List every line in the rows that contains the word "wheel".

----------------------------------------

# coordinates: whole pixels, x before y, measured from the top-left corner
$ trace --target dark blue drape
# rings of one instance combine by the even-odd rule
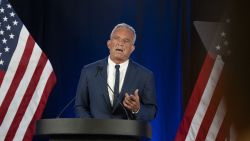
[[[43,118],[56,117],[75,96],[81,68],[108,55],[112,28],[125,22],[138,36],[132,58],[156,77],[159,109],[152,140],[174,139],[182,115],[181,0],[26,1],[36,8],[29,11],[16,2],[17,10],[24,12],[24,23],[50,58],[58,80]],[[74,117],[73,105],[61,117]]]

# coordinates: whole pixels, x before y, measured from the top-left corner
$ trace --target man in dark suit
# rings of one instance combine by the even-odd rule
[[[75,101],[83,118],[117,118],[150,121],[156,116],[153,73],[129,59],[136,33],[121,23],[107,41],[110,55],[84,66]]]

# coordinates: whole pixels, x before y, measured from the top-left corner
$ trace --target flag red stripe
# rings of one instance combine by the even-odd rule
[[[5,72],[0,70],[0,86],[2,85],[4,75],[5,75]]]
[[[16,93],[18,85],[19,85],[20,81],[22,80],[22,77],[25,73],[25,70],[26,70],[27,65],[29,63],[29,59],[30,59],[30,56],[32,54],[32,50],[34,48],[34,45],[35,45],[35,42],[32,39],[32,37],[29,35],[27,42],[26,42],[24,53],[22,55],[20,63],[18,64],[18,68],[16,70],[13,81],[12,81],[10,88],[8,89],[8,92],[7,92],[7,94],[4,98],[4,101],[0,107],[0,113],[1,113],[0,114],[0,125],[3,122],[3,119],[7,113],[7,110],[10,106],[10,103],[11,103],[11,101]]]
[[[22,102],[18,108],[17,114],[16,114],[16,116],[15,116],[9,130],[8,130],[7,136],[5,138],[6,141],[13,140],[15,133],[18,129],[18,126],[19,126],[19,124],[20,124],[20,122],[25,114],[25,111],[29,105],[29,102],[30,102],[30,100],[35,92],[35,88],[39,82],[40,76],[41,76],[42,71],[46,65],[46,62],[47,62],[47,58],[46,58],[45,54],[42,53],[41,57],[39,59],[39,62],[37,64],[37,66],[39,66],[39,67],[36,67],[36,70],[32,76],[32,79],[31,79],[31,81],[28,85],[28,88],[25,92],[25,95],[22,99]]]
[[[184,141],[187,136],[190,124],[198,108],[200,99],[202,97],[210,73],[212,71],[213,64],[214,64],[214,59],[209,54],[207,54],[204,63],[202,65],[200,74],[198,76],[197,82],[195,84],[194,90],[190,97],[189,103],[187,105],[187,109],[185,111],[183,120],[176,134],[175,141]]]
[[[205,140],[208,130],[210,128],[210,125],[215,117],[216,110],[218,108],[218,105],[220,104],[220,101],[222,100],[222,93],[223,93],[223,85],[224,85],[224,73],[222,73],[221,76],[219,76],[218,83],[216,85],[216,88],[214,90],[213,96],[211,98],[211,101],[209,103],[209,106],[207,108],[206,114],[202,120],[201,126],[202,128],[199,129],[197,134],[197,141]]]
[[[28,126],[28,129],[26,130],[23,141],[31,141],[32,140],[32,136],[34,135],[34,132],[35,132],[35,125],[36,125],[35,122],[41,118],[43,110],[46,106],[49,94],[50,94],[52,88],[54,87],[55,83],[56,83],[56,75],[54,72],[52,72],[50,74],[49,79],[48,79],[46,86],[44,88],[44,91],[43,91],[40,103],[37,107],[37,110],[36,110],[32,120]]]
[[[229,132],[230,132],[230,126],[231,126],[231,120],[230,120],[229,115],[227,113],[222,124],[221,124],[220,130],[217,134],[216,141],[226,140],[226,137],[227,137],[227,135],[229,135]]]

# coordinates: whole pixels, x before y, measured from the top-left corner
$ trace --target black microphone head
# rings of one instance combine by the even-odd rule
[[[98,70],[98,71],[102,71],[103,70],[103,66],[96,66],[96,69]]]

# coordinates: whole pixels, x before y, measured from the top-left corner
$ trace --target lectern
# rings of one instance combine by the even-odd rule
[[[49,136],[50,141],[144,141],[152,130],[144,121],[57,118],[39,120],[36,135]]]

----------------------------------------

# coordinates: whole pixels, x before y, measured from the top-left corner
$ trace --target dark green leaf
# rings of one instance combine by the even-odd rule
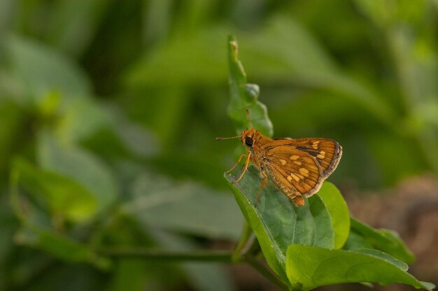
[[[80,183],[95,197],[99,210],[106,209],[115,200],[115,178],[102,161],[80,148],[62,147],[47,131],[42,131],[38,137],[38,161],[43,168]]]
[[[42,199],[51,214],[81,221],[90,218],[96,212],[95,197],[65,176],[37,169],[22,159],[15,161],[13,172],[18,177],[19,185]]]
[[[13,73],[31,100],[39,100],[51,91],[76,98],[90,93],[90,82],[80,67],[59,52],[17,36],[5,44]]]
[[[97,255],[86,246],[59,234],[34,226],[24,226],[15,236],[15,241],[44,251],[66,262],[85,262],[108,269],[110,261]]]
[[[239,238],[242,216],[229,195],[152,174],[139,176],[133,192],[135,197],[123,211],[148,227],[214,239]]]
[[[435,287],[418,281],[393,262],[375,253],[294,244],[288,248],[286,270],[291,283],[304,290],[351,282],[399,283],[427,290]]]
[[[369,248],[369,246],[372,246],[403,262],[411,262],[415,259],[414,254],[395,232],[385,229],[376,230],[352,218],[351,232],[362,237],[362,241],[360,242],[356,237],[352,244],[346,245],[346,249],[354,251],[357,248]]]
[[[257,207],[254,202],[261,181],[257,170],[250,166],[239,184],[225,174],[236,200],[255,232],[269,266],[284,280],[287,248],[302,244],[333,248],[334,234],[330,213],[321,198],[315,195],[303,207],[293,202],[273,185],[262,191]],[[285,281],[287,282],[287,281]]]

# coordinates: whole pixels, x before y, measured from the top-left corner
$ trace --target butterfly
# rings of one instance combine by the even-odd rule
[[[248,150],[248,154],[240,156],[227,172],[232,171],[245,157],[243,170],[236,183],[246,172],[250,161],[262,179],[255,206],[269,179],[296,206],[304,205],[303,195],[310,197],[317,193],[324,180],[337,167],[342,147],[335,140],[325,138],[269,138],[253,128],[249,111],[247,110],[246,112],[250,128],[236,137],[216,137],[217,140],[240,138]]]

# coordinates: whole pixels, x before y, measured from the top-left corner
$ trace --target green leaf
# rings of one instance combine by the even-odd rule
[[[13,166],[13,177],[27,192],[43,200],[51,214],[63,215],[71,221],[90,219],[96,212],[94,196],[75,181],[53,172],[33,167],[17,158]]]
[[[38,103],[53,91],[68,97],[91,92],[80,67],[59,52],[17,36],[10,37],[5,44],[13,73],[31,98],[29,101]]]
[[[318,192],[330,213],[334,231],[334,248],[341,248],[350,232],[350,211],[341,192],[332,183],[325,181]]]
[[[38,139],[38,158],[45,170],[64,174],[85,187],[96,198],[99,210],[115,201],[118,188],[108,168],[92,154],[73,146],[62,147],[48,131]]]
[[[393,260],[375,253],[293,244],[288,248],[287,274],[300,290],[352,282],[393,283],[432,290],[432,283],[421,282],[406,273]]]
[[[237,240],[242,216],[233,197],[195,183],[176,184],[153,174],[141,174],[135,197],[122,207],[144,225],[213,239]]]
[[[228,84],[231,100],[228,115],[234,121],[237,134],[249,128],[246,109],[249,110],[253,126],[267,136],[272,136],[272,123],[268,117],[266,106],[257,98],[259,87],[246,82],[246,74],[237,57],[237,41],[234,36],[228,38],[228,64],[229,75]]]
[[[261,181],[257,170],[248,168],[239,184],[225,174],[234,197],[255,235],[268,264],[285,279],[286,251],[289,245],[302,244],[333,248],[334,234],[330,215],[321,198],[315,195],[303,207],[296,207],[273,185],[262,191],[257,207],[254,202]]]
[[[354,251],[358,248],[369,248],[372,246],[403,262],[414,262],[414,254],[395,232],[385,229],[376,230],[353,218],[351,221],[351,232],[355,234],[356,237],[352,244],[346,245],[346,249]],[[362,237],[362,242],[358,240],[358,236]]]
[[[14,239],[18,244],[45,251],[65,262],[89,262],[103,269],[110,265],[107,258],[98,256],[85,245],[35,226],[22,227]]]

----------------------------------------

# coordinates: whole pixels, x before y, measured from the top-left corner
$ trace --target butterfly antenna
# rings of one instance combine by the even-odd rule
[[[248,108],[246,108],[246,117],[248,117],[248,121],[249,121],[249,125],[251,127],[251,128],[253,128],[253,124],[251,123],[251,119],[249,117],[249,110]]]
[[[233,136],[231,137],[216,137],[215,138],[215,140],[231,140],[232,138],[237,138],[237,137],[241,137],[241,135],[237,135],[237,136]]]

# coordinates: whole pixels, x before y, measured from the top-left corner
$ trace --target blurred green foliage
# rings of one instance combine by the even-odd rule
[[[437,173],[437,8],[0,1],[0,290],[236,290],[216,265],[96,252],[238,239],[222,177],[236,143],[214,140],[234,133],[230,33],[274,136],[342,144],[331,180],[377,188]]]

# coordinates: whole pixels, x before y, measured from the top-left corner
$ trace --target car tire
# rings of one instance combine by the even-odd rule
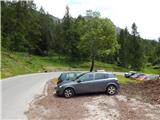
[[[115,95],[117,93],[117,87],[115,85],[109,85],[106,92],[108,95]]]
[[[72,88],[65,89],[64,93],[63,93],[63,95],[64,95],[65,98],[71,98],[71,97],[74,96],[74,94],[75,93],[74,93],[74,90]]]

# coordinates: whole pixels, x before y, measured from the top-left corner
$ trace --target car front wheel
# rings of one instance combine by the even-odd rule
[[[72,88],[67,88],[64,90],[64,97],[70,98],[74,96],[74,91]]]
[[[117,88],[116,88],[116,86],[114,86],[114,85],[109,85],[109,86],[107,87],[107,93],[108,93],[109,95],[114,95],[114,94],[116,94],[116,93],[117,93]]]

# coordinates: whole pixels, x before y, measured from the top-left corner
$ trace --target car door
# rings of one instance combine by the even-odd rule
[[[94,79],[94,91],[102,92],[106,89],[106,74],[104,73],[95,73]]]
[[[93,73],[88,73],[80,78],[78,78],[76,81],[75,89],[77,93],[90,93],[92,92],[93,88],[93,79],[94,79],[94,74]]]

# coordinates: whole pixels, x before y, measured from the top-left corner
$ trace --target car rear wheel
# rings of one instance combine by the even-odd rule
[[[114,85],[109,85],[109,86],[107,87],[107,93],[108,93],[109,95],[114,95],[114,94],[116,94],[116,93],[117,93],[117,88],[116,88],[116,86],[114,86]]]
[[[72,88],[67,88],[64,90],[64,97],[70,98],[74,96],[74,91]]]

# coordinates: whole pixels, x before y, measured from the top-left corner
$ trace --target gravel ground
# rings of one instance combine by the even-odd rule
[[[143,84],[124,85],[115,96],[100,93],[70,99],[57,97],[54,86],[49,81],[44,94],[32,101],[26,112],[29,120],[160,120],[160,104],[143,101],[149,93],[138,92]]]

----------------------------------------

Full output:
$ trace --target car front wheel
$ trace --target car rear wheel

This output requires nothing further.